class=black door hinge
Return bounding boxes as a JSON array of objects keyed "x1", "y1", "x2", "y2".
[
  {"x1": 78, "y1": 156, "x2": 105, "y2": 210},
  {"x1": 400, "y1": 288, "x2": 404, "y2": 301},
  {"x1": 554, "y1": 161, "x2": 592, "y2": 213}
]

———

## EXERCISE
Transcribe every entry exactly as it reads.

## SOLUTION TO THIS PROBLEM
class=black door hinge
Return bounding boxes as a JSON array of objects keyed "x1", "y1", "x2", "y2".
[
  {"x1": 78, "y1": 156, "x2": 105, "y2": 210},
  {"x1": 400, "y1": 288, "x2": 404, "y2": 301},
  {"x1": 554, "y1": 161, "x2": 592, "y2": 213}
]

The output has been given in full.